* Prompt: Translate this sentence from the passage on mass extinctions into Spanish: "There was the Tunguska event that showed that even if something came in over land, it didn't have to leave a crater to be destructive."

* Source extract:
..............................
The layers of jumbled flora and mega fauna in the permafrost in Alaska through Siberia led me to agree with the observation that it looked like a huge wave dashed everything up against the higher ground. Mapping the finds of the mega fauna soup from 13,000 BCE supports this. Recently, meteoric dust, like with the Jurassic extinction, has been found in the 13,000 BCE layer to solidify theories about an asteroid or many doing the damage.

That there have been mass extinctions with some periodocity has been noted, though argument over the time period's exact nature exists. It seems the severity of the extinction events vary and this might give an illusion of randomness, or augment a cycle with random events and thus hide the pattern.

Various researchers have pointed to worldwide flood "myths" as an indication something worldwide and nasty happened in the comparitively recent past (approx 13,000 years ago). Comets are feared and considered bad omens across the globe and are entrenched in the myths and folklore. Dragons have been suggested to be representations of flaming debree raining down from the sky. There are the Biblical accounts of flood and fire and tree ring data has shown sudden climate change in the middle ages, around 500 A.D.?, that could have been caused by space rocks, as well as at the end of the bronze age and even a small one in the 1700's.

There was the Tunguska event that showed that even if something came in over land, it didn't have to leave a crater to be destructive.
..............................
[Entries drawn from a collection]
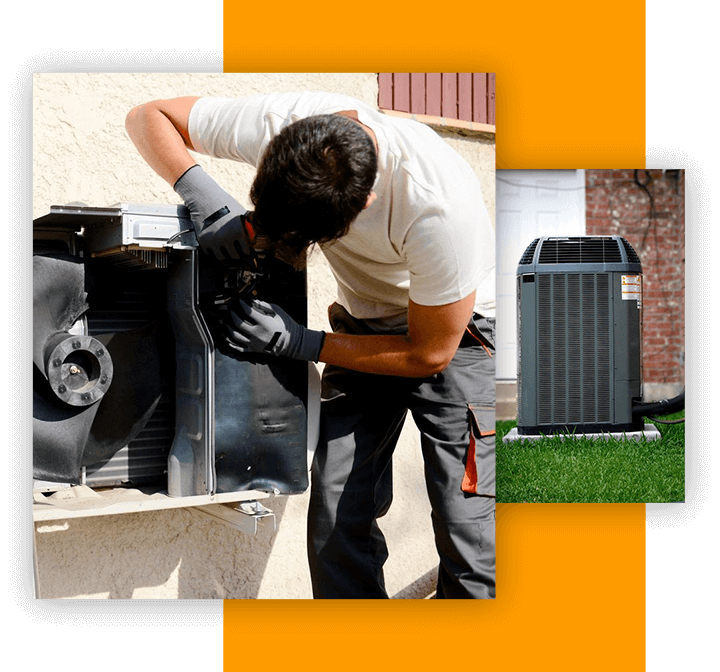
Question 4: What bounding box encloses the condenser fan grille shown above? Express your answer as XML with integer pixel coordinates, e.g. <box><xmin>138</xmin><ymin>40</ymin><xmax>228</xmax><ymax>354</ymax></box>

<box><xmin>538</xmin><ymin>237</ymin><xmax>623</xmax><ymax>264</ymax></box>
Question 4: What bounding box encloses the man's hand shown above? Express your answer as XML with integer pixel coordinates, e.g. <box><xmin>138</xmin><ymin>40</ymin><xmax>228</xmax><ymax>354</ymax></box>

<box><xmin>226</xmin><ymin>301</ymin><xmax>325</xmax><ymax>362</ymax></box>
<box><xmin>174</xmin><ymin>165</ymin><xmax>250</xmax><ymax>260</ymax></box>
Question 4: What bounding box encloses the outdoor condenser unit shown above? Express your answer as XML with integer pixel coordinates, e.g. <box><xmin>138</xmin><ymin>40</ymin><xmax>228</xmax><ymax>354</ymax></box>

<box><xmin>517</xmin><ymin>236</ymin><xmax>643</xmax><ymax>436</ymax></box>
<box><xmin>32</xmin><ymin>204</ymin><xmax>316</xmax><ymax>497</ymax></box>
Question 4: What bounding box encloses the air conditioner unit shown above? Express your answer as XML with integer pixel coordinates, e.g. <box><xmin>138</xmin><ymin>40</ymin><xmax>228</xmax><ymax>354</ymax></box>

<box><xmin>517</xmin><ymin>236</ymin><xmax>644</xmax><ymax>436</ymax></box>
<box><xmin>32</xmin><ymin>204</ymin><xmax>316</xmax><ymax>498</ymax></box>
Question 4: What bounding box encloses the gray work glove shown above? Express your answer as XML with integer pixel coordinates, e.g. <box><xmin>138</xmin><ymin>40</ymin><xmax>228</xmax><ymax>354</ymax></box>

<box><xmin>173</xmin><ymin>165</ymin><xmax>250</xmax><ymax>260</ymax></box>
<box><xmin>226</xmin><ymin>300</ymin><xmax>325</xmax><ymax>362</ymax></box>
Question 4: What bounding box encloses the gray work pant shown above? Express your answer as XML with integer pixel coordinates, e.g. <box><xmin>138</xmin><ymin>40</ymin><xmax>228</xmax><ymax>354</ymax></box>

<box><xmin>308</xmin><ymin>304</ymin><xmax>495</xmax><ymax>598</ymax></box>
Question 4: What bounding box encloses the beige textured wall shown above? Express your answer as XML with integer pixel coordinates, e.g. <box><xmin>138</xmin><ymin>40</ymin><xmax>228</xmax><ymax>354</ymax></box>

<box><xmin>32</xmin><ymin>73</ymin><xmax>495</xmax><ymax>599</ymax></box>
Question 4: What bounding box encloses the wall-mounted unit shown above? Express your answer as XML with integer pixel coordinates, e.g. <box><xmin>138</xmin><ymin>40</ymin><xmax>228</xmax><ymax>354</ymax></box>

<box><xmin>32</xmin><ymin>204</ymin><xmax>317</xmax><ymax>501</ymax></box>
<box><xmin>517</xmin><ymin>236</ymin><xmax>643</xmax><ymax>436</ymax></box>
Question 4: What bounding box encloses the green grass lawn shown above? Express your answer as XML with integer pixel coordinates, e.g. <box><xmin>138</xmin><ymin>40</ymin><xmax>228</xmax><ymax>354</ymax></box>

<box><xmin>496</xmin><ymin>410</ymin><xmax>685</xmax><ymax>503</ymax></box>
..............................
* Result: Estuvo el evento de Tunguska, que demostró que, aunque algo llegara sobre tierra firme, no tenía que dejar un cráter para ser destructivo.